**Exercício proposto:** Transcreva sem alterações os itens desde a linha que contém "Practice step: put one dot on the man's hand" até o final dos itens, incluindo ambos os extremos.

**Itens apresentados:**
-*-
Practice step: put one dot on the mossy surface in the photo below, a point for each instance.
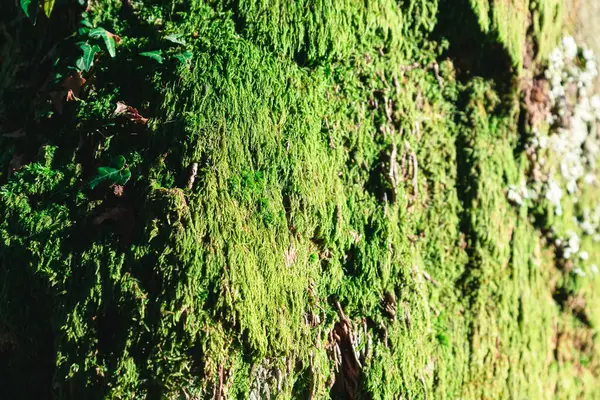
(313, 168)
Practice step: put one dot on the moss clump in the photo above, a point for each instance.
(316, 207)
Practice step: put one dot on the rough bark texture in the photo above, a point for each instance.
(313, 204)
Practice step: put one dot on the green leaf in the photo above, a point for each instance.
(118, 162)
(184, 58)
(109, 41)
(110, 175)
(116, 174)
(155, 55)
(174, 38)
(30, 7)
(48, 6)
(85, 62)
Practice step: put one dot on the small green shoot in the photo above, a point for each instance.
(156, 55)
(117, 173)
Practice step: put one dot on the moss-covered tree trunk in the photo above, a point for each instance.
(288, 199)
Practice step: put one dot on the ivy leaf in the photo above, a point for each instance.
(174, 38)
(184, 58)
(116, 174)
(110, 39)
(30, 7)
(155, 55)
(48, 6)
(85, 62)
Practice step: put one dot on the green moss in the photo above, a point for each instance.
(308, 154)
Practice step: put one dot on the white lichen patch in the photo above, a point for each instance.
(564, 153)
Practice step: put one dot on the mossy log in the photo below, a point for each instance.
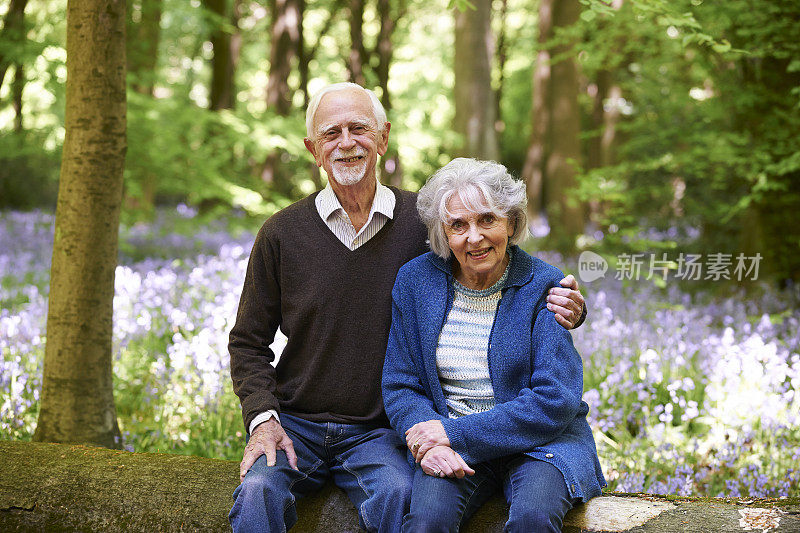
(56, 487)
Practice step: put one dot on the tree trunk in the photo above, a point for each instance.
(13, 32)
(16, 95)
(144, 34)
(392, 171)
(501, 68)
(55, 487)
(226, 54)
(358, 56)
(77, 402)
(475, 100)
(533, 171)
(287, 20)
(555, 144)
(286, 32)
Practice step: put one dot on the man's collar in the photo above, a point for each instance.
(328, 203)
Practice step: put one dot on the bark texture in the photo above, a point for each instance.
(391, 171)
(475, 100)
(56, 487)
(77, 403)
(358, 55)
(226, 45)
(285, 50)
(285, 30)
(555, 140)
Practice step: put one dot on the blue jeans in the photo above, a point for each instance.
(535, 491)
(368, 463)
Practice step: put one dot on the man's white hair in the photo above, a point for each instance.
(377, 107)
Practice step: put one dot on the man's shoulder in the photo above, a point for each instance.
(295, 213)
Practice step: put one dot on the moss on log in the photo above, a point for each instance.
(56, 487)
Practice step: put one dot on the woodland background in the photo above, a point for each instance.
(639, 126)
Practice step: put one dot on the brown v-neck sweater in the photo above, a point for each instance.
(333, 304)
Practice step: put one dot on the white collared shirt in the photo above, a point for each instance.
(335, 217)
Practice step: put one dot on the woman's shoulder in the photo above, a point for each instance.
(421, 266)
(541, 276)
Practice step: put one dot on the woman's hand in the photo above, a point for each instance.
(442, 461)
(423, 436)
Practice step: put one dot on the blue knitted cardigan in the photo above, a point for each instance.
(536, 373)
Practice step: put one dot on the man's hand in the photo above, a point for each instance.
(443, 461)
(423, 436)
(566, 303)
(266, 439)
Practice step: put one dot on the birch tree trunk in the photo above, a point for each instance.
(475, 101)
(77, 402)
(555, 140)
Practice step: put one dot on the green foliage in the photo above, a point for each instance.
(178, 151)
(28, 171)
(710, 123)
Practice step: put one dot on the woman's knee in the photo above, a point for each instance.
(531, 519)
(422, 521)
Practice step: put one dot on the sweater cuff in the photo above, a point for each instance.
(456, 437)
(263, 417)
(583, 316)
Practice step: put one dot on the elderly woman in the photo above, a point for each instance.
-*-
**Resolução do exercício:**
Practice step: put one dot on the man's hand in the photo above, a point for each instance.
(443, 461)
(423, 436)
(566, 303)
(266, 439)
Practice step: put one dot on the birch tree trunk in the photo above, a point for each instance.
(475, 101)
(77, 402)
(555, 140)
Practice step: put one dot on the green foliage in the photo above, a point for each instance.
(178, 151)
(28, 171)
(710, 123)
Practice step: put one dot on the woman's knee in the photo above, a point for each instance.
(531, 519)
(422, 521)
Practice step: put one dot on the sweater cuff in the photo above, a point for each instance.
(456, 437)
(263, 417)
(583, 316)
Practice step: put one dot on the elderly woman in the photo above, a point for each instance.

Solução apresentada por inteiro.